◆ Excerpted passage ◆
To make the scrappy centre piece. Cut a 6cm strip of 3 or 4 different fabrics and then cut these into various widths. Lay them randomly in a row and stitch them together using a small 0.5cm seam allowance. The multi strip should be 22cm long. Press the seams to one side, give it a good press.
Pin the striped piece to the two front side pieces, remembering to place the right sides together. Sew with a 0.5cm seam allowance. Press the seam to one side.
Layer up the lining, insulated batting and front making sure you have the batting sandwiched between the outer and inner layer.
Pin with curved safety pins if you have them. If you have a walking foot for your machine use this to quilt the layers together. We used straight lines and used the edge of the walking foot as a guide but you can draw in the quilting lines with chalk before you sew. Use a much longer stitch length to help with the thick layers. You should have two quilted squares.
Cut 25cm x 2 off your binding and use this to bind one side of a quilted square (the side that will be open). Fold the binding in half lengthwise to the wrong side and press. Pin to the lining side of the square lining up the raw edges.

◆ Raw records ◆
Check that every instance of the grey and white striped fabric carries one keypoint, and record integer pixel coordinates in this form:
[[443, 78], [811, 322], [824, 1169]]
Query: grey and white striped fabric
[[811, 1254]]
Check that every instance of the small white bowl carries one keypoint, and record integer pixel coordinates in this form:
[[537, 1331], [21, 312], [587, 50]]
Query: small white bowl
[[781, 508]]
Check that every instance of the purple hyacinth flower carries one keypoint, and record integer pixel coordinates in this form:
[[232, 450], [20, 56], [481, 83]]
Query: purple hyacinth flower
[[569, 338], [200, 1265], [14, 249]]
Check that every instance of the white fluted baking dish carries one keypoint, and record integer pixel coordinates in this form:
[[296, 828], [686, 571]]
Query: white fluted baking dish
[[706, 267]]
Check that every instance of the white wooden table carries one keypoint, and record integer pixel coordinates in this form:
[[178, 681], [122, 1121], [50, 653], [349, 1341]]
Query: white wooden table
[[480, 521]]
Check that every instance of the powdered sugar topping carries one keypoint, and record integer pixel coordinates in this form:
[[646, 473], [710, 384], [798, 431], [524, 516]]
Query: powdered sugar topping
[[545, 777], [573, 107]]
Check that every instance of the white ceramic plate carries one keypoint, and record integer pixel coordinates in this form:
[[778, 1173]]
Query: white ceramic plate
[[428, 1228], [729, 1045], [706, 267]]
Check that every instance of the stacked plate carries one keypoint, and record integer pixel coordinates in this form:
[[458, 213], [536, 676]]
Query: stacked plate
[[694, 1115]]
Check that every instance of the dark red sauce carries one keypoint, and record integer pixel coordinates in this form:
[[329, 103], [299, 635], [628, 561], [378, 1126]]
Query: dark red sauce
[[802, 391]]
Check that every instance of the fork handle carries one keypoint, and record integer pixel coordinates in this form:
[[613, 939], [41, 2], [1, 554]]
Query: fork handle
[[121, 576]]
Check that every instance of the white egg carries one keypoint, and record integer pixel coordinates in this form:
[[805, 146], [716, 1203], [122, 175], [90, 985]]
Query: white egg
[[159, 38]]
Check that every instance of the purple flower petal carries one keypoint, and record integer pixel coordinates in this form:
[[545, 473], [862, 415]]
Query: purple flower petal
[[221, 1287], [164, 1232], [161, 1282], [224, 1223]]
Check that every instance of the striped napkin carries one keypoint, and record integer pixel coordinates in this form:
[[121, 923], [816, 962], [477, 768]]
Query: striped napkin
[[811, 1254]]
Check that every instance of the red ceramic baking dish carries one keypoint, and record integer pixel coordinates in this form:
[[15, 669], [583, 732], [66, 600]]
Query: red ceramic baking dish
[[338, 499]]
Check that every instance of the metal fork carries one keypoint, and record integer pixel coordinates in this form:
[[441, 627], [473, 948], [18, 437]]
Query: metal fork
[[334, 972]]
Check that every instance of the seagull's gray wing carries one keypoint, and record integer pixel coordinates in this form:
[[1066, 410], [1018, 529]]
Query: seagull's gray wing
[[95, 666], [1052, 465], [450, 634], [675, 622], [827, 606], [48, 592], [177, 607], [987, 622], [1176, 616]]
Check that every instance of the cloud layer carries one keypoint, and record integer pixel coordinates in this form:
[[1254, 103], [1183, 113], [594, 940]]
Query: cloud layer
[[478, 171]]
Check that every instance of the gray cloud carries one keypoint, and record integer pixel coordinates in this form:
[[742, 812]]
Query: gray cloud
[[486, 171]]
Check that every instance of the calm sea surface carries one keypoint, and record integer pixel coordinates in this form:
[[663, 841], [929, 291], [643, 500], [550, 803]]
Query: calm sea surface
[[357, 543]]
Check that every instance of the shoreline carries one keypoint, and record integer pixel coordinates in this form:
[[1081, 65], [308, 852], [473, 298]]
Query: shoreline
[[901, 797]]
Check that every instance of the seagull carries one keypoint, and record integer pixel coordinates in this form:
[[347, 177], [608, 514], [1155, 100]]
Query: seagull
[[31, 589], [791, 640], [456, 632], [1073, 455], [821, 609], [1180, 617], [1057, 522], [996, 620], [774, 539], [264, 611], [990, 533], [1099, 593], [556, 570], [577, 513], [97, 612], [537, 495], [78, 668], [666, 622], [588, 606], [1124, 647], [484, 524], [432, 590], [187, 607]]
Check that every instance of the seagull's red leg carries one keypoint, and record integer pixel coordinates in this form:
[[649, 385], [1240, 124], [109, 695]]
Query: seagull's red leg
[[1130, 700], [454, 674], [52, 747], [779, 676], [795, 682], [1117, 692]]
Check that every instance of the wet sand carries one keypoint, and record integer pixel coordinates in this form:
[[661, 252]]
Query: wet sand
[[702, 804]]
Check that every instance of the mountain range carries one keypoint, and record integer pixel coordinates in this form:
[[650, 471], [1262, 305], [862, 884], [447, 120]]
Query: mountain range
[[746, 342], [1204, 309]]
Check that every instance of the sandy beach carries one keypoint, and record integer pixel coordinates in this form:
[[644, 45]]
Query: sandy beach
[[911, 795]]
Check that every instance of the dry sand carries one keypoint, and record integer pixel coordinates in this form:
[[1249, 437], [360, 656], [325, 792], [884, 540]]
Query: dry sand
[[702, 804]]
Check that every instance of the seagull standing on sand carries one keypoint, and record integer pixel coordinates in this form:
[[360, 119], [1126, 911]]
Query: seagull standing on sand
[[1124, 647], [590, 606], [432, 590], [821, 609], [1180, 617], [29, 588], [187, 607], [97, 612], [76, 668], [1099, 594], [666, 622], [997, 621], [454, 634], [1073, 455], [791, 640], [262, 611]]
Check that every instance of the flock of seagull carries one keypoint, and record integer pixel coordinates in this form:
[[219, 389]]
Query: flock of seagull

◆ Instructions ◆
- A) In the sewing instructions, what length should the stitched multi strip be?
- B) Say whether each statement agrees with the sewing instructions, and answer yes or no with the deciding words quoted from the text.
(i) A shorter stitch length is recommended when quilting the thick layers.
(ii) The binding is folded in half lengthwise to the wrong side and pressed.
(iii) The striped piece is pinned to the two front side pieces with the wrong sides together.

◆ Task answers ◆
- A) 22cm long.

- B)
(i) No: "Use a much longer stitch length to help with the thick layers."
(ii) Yes: "Fold the binding in half lengthwise to the wrong side and press."
(iii) No: "remembering to place the right sides together."